SORRY – YOUTUBE HAS REMOVED IT. WE HOPE YOU WILL SEEK IT SOMEWHERE ELSE. PETER SCHWEIZER IS THE BEST SOURCE OF THE FACTS OF THE MATTER.

John Solomon wrote at The Hill on April 1, 2019:

Two years after leaving office, Joe Biden couldn’t resist the temptation last year to brag to an audience of foreign policy specialists about the time as vice president that he strong-armed Ukraine into firing its top prosecutor.

In his own words, with video cameras rolling, Biden described how he threatened Ukrainian President Petro Poroshenko in March 2016 that the Obama administration would pull $1 billion in U.S. loan guarantees, sending the former Soviet republic toward insolvency, if it didn’t immediately fire Prosecutor General Viktor Shokin.

“I said, ‘You’re not getting the billion.’ I’m going to be leaving here in, I think it was about six hours. I looked at them and said: ‘I’m leaving in six hours. If the prosecutor is not fired, you’re not getting the money,’” Biden recalled telling Poroshenko.

“Well, son of a bitch, he got fired. And they put in place someone who was solid at the time,” Biden told the Council on Foreign Relations event, insisting that President Obama was in on the threat.

Interviews with a half-dozen senior Ukrainian officials confirm Biden’s account, though they claim the pressure was applied over several months in late 2015 and early 2016, not just six hours of one dramatic day. Whatever the case, Poroshenko and Ukraine’s parliament obliged by ending Shokin’s tenure as prosecutor. Shokin was facing steep criticism in Ukraine, and among some U.S. officials, for not bringing enough corruption prosecutions when he was fired.

But Ukrainian officials tell me there was one crucial piece of information that Biden must have known but didn’t mention to his audience: The prosecutor he got fired was leading a wide-ranging corruption probe into the natural gas firm Burisma Holdings that employed Biden’s younger son, Hunter, as a board member.

U.S. banking records show Hunter Biden’s American-based firm, Rosemont Seneca Partners LLC, received regular transfers into one of its accounts — usually more than $166,000 a month — from Burisma from spring 2014 through fall 2015, during a period when Vice President Biden was the main U.S. official dealing with Ukraine and its tense relations with Russia.

**LIST OF TASKS**
**A)** Name every person whom the text about Biden and the Ukrainian prosecutor identifies by both a first and a last name.
**B)** According to the text about Biden and the Ukrainian prosecutor, what did Biden threaten to withhold from Ukraine if the prosecutor was not fired?
**C)** Write the next paragraph of the text about Biden and the Ukrainian prosecutor, picking up after its final sentence.
You will not need the records for any of this work.

**Object pointing dataset records**

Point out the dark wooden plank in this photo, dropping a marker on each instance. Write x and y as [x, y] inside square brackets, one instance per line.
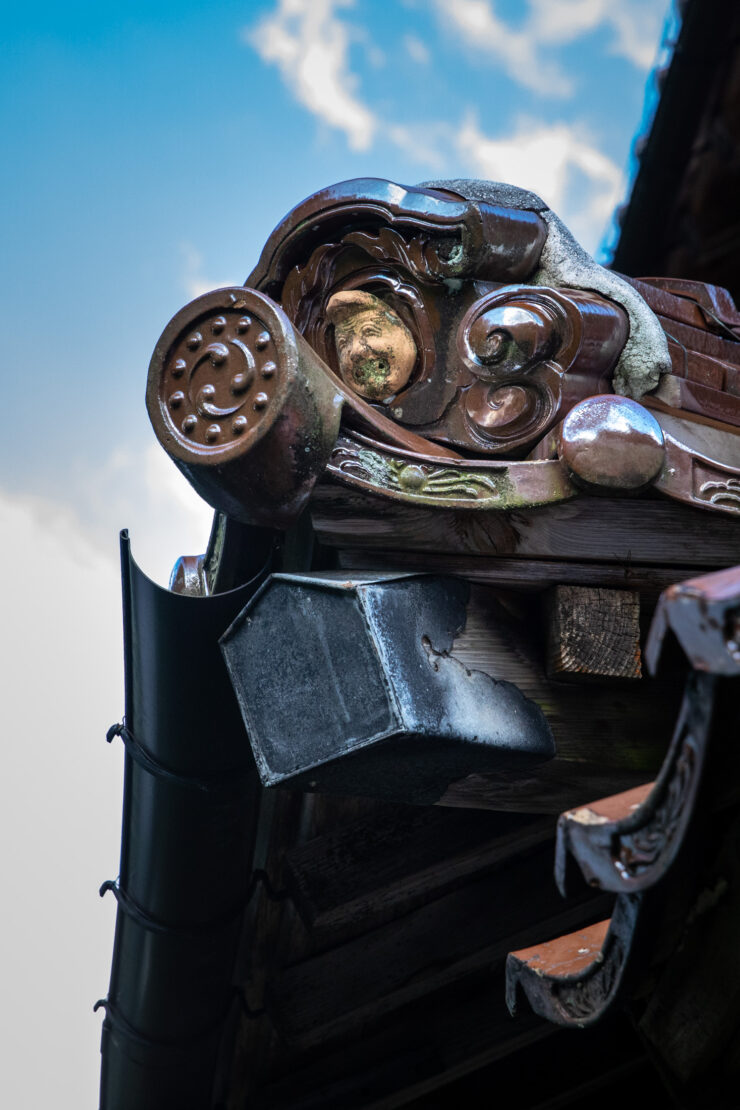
[558, 785]
[696, 397]
[702, 341]
[614, 728]
[414, 1051]
[526, 574]
[374, 869]
[594, 633]
[438, 944]
[624, 531]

**RESULTS IN ORDER**
**A)** Peter Schweizer, John Solomon, Joe Biden, Petro Poroshenko, Viktor Shokin, Hunter Biden

**B)** $1 billion in U.S. loan guarantees.

**C)**
The general prosecutor’s official file for the Burisma probe — shared with me by senior Ukrainian officials — shows prosecutors identified Hunter Biden, business partner Devon Archer and their firm, Rosemont Seneca, as potential recipients of money.

Shokin told me in written answers to questions that, before he was fired as general prosecutor, he had made “specific plans” for the investigation that “included interrogations and other crime-investigation procedures into all members of the executive board, including Hunter Biden”.

Most of the general prosecutor’s investigative work on Burisma focused on three separate cases, and most stopped abruptly once Shokin was fired. The most prominent of the Burisma cases was transferred to a different Ukrainian agency, closely aligned with the U.S. Embassy in Kiev, known as the National Anti-Corruption Bureau of Ukraine (NABU), according to the case file and current General Prosecutor Yuriy Lutsenko.

NABU closed that case, and a second case involving alleged improper money transfers in London was dropped when Ukrainian officials failed to file the necessary documents by the required deadline. …

As a result, the Biden family appeared to have escaped the potential for an embarrassing inquiry overseas in the final days of the Obama administration and during an election in which Democrat Hillary Clinton was running for president in 2016.

But then, as Biden’s 2020 campaign ramped up over the past year, Lutsenko — the Ukrainian prosecutor that Biden once hailed as a “solid” replacement for Shokin — began looking into what happened with the Burisma case that had been shut down.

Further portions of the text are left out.